(GIVEN ENTRIES)

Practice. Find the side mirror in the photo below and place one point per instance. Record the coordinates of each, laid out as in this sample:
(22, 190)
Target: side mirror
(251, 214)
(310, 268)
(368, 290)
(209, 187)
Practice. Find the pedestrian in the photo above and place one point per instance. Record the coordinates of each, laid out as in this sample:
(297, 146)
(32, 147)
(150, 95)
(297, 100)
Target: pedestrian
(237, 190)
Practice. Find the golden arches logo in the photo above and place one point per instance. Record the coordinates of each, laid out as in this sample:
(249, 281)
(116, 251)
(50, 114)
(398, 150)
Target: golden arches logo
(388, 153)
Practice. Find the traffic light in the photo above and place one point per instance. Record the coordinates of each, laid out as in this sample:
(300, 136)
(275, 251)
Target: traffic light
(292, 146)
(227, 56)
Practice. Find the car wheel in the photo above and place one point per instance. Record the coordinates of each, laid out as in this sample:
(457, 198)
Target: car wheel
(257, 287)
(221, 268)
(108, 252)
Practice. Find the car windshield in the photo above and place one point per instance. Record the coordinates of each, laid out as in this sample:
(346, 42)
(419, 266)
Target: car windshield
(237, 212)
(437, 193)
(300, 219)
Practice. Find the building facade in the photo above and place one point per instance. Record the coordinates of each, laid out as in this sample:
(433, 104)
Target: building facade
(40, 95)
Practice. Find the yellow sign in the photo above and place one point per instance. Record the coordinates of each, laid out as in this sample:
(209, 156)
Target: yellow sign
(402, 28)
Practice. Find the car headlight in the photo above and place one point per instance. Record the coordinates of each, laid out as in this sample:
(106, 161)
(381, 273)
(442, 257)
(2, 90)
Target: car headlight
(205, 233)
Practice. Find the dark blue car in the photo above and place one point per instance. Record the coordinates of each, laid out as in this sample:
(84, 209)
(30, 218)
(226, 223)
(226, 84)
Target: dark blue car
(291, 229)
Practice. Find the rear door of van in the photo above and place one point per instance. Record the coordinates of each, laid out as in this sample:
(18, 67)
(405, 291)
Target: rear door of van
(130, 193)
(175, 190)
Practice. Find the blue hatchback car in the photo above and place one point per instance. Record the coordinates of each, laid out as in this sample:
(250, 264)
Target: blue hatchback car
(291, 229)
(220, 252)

(End GIVEN ENTRIES)

### EXERCISE GOAL:
Retype every entry above, word for word.

### TASK RESULT:
Practice. Find the side mirror in the photo below and place one point per instance. Record the coordinates of each, laid out as in this sample:
(22, 190)
Target: side mirror
(251, 214)
(310, 268)
(368, 290)
(209, 187)
Practice. Find the pedestrian in the photo above and place one point per instance. Record the coordinates of each, laid out as in this sample:
(297, 146)
(32, 147)
(150, 95)
(297, 100)
Target: pedestrian
(237, 190)
Practice. Find the golden arches logo in the photo above and place one point per instance. Record the coordinates of each, laid out as in this sample:
(249, 281)
(116, 251)
(50, 114)
(398, 150)
Target: golden arches logo
(388, 153)
Practice. Find the traffic light in the photo above and place one point per instance. Record the coordinates of each, laid out as in this sample:
(300, 136)
(275, 251)
Target: traffic light
(292, 146)
(227, 56)
Practice. Find the car wheel in the photo above and place one point per instance. Record the coordinates of each, laid out as in this sample:
(457, 198)
Target: car wheel
(257, 287)
(221, 268)
(108, 252)
Practice. Find the car windshield in the photo above and place one point per instance. Record the coordinates of each, laid out as in this sample:
(346, 42)
(419, 266)
Target: car windshield
(237, 212)
(437, 193)
(300, 219)
Practice. Find the building facade in the photo above and place one point per instance. Record the coordinates of each, laid out as in this sample:
(433, 104)
Target: building facade
(40, 95)
Practice. Find the yellow sign in the photo above and place one point per instance. Record the coordinates of each, laid out as in this sample:
(209, 156)
Target: yellow sign
(402, 28)
Practice. Find the car headlight in the photo above and place one point per instance. Record the coordinates of each, laid out as in this sample:
(106, 161)
(381, 273)
(442, 257)
(2, 90)
Target: car headlight
(205, 233)
Practice. Find the dark blue car in the photo above and place one point per instance. Record the coordinates of each, laid out as in this sample:
(84, 209)
(30, 218)
(226, 223)
(226, 84)
Target: dark blue car
(291, 229)
Practice. Find the rear door of van in the photo above and place one point per instance. Record the coordinates of each, laid out as in this sample:
(18, 67)
(405, 291)
Target: rear door of van
(130, 193)
(175, 190)
Practice. Find the blue hatchback car in the photo above and place one point per instance. Record the coordinates of each, laid out as in this sample:
(250, 264)
Target: blue hatchback car
(291, 229)
(220, 252)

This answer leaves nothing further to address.